### Goal of the exercise
Retype the part of the report on telemarketers calling car accident victims from "By Aaron Diamant" to "can protect yourself.", keeping every character unchanged.

### Text segment
□ □ □ □
By Aaron Diamant
It's not the aches or pains, or the cracks and dents that won't go away for many car accident victims. It's the seemingly endless phone calls from telemarketers. Target Five investigates who's trolling for patients and how you can protect yourself.
Just one day after Sarah Palmer got into a relatively minor car accident she started getting phone calls from people she didn't know, people who wanted to make an appointment for her to see a doctor, for free. "For about two or three weeks, they were calling almost every day it was almost like I didn't want to answer the phone."
Palmer got dozens of calls from rehab clinics and marketing firms hired by doctor's offices to drum up business, recruiting accident victims listed in public police reports. "They would just call and say, 'You really need to see a doctor, no one deserves to be hurt or in pain.' And I'm like, 'I'm not in pain." Sarah said after warnings like "some injuries don't show up right away," she allowed "Professional Research Marketing" a small telemarketing outfit, to set up an appointment with "Apex Medical Management Center," a rehab clinic near her home. "On the first visit, I didn't see a doctor I talked to the office manager and he already had an appointment set up for me to see an attorney to sue the man that hit me." Also for free, but Sarah says the Clinic's sales pitch didn't jive with paperwork she was asked to sign. "If you start refusing medical treatment or if you refuse to sue then you're going to be responsible for the entire bill, but the whole time they were telling you you're not responsible for anything." Bottom line, Sarah's was convinced the clinic was banking on a lawsuit, she got suspicious and walked out without signing anything, or ever seeing a doctor. The office manager at APEX refused our requests to see the forms he asked Sarah to sign. Both the clinic's owner and medical doctor ignored our requests for on camera interviews.
□ □ □ □
### Dataset content
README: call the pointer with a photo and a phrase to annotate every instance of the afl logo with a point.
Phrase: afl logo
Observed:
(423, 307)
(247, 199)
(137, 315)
□ □ □ □
### Answer to this task
By Aaron Diamant
It's not the aches or pains, or the cracks and dents that won't go away for many car accident victims. It's the seemingly endless phone calls from telemarketers. Target Five investigates who's trolling for patients and how you can protect yourself.